Hoje em dia em Portugal, apesar dos problemas com o alojamento, existem
1.65 fogos por família… Este dado será mais preocupante se, nos dermos conta que estamos ainda a produzir muita habitação para hipotéticos compradores que já a têm, ou quando muito tentarão vender a que têm para adquirirem outra, que é suposto ser melhor e mais actual (na solução global, materiais infra estruturas, facilidades, conforto e espaços gerados…) mas quem vai comprar e o que fazer com a existente?..
Quando se fala em reabilitação, devemos ainda ter presente que, contrariamente ao que seria de supor, não são só edifícios antigos (30%) do global) que precisam de intervenção, este conceito é muito mais vasto e engloba por exemplo construções muito mais recentes, uma fatia enorme de 42% de edifícios construídos nos anos 60 a 80 do séc. passado e 28%das construções construídas nos últimos 25/30 anos.
Ora se tivermos em conta que grande parte da habitação é adquirida com recurso a empréstimo com prazos entre vinte, trinta ou mais anos, facilmente percebemos o drama financeiro, técnico e social que temos pela frente…
É uma realidade que o sector da construção civil e obras públicas teve um peso económico relevante nas décadas de 80 e 90, orientado essencialmente para a construção de edifícios novos, predominantemente habitação e novas infra estruturas rodoviárias. Pouco se fez no âmbito da reabilitação, exceptuando a experiência do CRUARB (recuperação da Ribeira Barredo) e mais recentemente o trabalho notável levado a efeito nos centros históricos de Guimarães e Évora e de algumas intervenções POLIS.
Em simultâneo a urgência de habitação, as soluções técnicas, que conduziram ao facilitismo na sua implementação…a falta de planos e de coragem política, a pressão, o desconhecimento e a falta de massa crítica que conduzisse a melhores opções de compra e, níveis mais elevados nos padrões de qualidade, o mercado desregulado, gerando fortunas enormes, conduziram ao crescimento descontrolado das cidades, num efeito donut, esvaziando o centro, obrigando a um consumo enorme de terreno e a trajectos intermináveis entre casa e trabalho.
Identificamos facilmente três problemas: acessibilidades (com o consequente consumo de bens e poluição, o automóvel é de facto na sua curta existência o maior malfeitor do edificado…); esvaziamento da função habitacional dos centros (tornando-se lugares impraticáveis e inseguros, com incidência à noite, após o fecho dos comércios e serviços); e um amontoado de problemas resultantes da falta de qualidade da construção e de soluções urbanísticas (o betão armado assumiu-se como solução de todos os problemas, mas ele, afinal, é também um grave problema, e as soluções construtivas eram sempre primárias pouco se preocupando com conforto de espaço, térmico ou acústico, questões ambientais, de proximidade etc.)

Dados de origem:
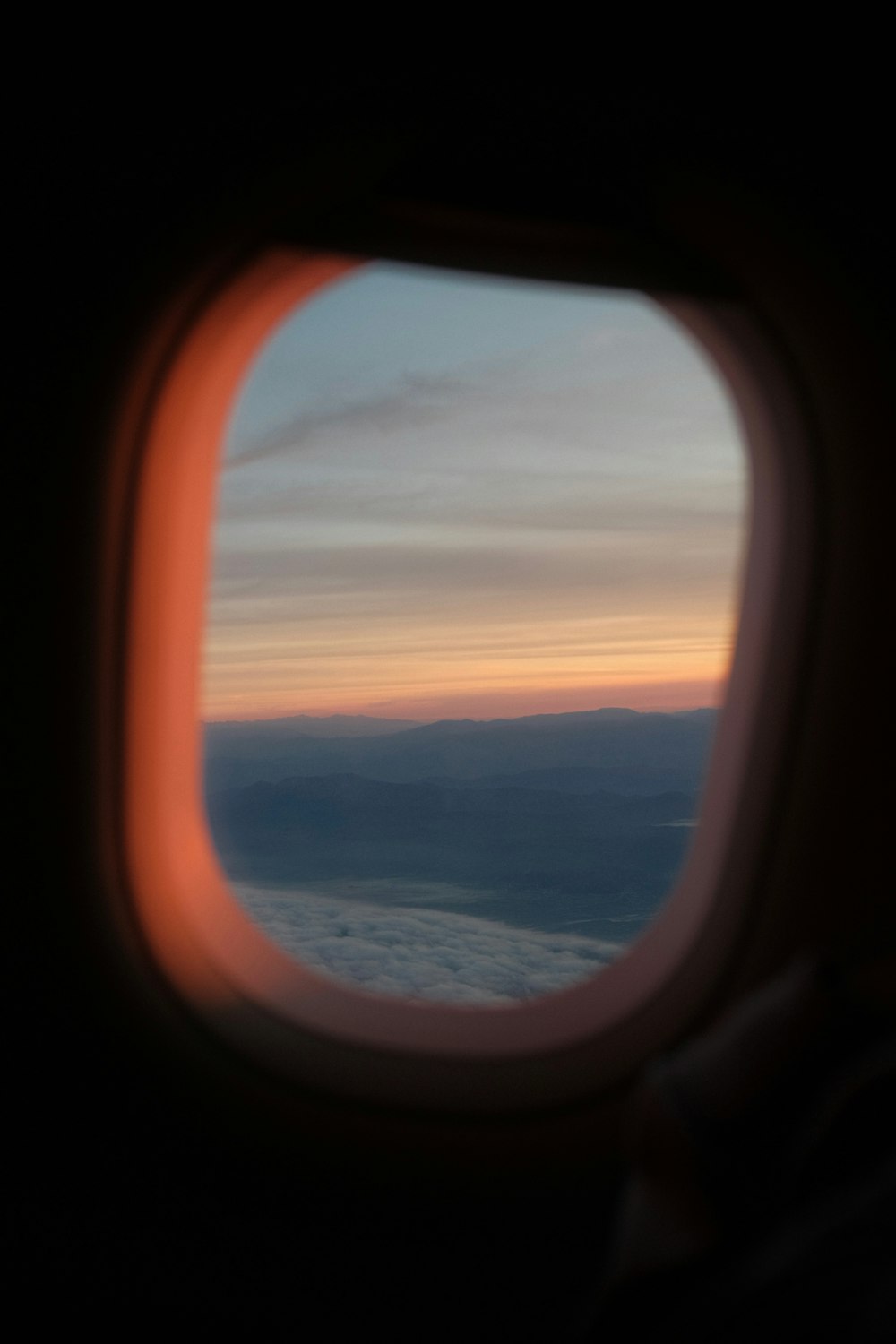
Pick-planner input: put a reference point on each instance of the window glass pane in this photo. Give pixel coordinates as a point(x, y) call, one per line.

Complete o seguinte:
- a) Segundo o texto sobre habitação, que percentagem dos edifícios que precisam de intervenção foi construída nos anos 60 a 80 do século passado?
- b) Copie, por favor, do texto sobre habitação o trecho que começa em "Hoje em dia" e termina em "últimos 25/30 anos.".

Respostas do exercício:
- a) 42% dos edifícios.

- b)
Hoje em dia em Portugal, apesar dos problemas com o alojamento, existem
1.65 fogos por família… Este dado será mais preocupante se, nos dermos conta que estamos ainda a produzir muita habitação para hipotéticos compradores que já a têm, ou quando muito tentarão vender a que têm para adquirirem outra, que é suposto ser melhor e mais actual (na solução global, materiais infra estruturas, facilidades, conforto e espaços gerados…) mas quem vai comprar e o que fazer com a existente?..
Quando se fala em reabilitação, devemos ainda ter presente que, contrariamente ao que seria de supor, não são só edifícios antigos (30%) do global) que precisam de intervenção, este conceito é muito mais vasto e engloba por exemplo construções muito mais recentes, uma fatia enorme de 42% de edifícios construídos nos anos 60 a 80 do séc. passado e 28%das construções construídas nos últimos 25/30 anos.